═════ Document extract ═════

BISCUIT - Understand Sequencing Data with Bisulfite Conversion
Get started now View it on GitHub
BISulfite-seq CUI Toolkit (BISCUIT) is a utility suite for analyzing bulk and single-cell sodium bisulfite- or enzyme-based DNA methylation/modification data, such as WGBS, capture bisulfite sequencing, RRBS, NOMe-seq, and EM-seq. It was written to perform read alignment, DNA methylation and mutation calling, and allele specific methylation from bisulfite or bisulfite-like sequencing data.
BISCUIT was developed by Wanding Zhou while he was a member of the Shen Lab at Van Andel Institute. He now holds a faculty position at University of Pennsylvania and Children’s Hospital of Philadelphia. BISCUIT is currently maintained by Jacob Morrison (who also developed the User’s Guide website) in the Shen Lab. Current versions of BISCUIT are available at https://github.com/huishenlab/biscuit, while legacy versions are located at https://github.com/zhou-lab/biscuit.

═════

Exercises to complete:
a) In the BISCUIT overview, who currently maintains BISCUIT?
b) Extract the passage of the BISCUIT overview that begins at the words "BISCUIT - Understand" and stops after "bisulfite-like sequencing data.", copying it word for word.
c) Write what comes next in the BISCUIT overview, picking up after its final sentence.

═════ Source information ═════

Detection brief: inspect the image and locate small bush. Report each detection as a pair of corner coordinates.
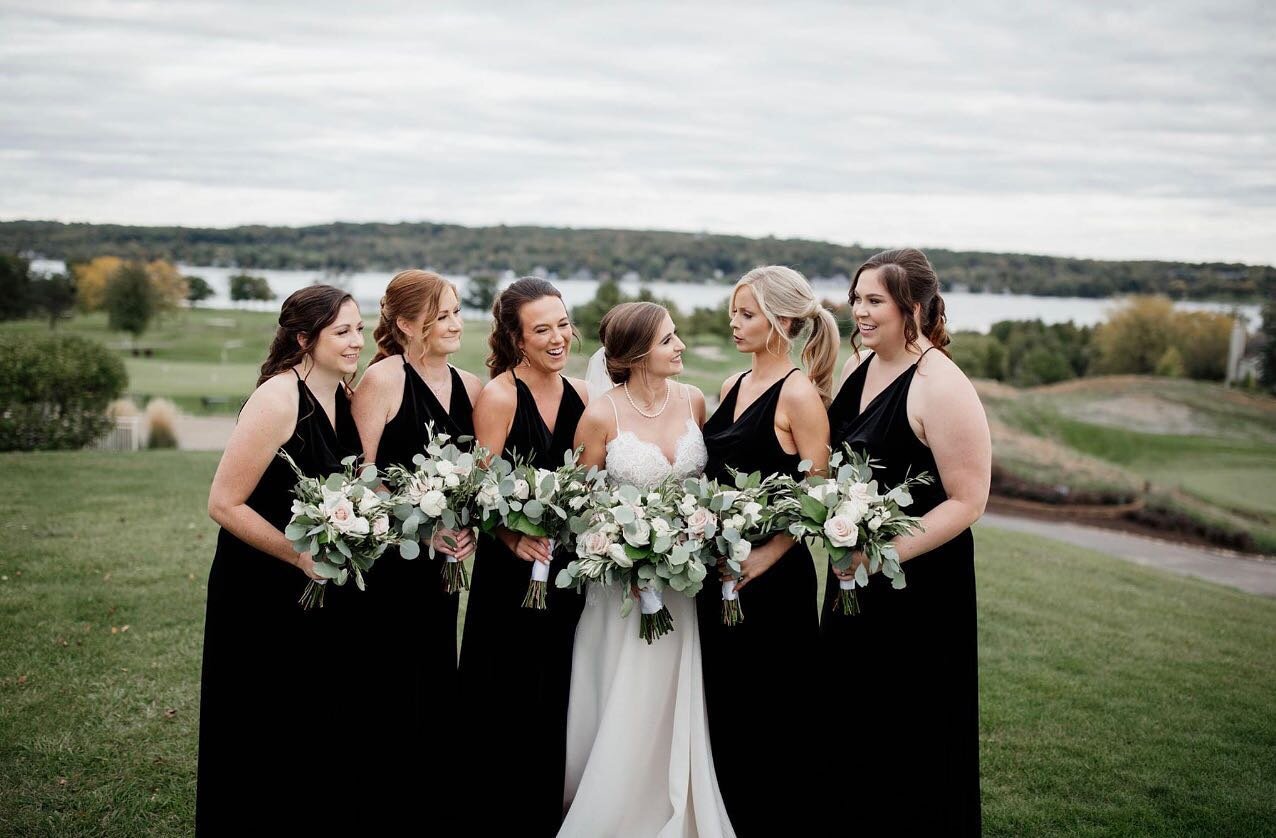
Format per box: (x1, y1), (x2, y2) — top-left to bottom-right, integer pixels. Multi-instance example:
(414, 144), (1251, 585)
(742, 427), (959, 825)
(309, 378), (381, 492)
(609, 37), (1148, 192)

═════

Answers to the tasks:
a) Jacob Morrison, in the Shen Lab.

b)
BISCUIT - Understand Sequencing Data with Bisulfite Conversion
Get started now View it on GitHub
BISulfite-seq CUI Toolkit (BISCUIT) is a utility suite for analyzing bulk and single-cell sodium bisulfite- or enzyme-based DNA methylation/modification data, such as WGBS, capture bisulfite sequencing, RRBS, NOMe-seq, and EM-seq. It was written to perform read alignment, DNA methylation and mutation calling, and allele specific methylation from bisulfite or bisulfite-like sequencing data.

c)
Reference
Wanding Zhou, Benjamin K Johnson, Jacob Morrison, et al., BISCUIT: an efficient, standards-compliant tool suite for simultaneous genetic and epigenetic inference in bulk and single-cell studies, Nucleic Acids Research, Volume 52, Issue 6, 12 April 2024, Page e32, https://doi.org/10.1093/nar/gkae097
Quick Start
In order to get started with performing analyses with BISCUIT, precompiled binaries are available for download on the BISCUIT release page. Note, binaries are only available for Linux and macOS. (See Download and Install for more information about downloading and installing BISCUIT).
The basic workflow to align and extract methylation information using BISCUIT is:
- Create an index of the reference genome (only needs to be done once for each reference).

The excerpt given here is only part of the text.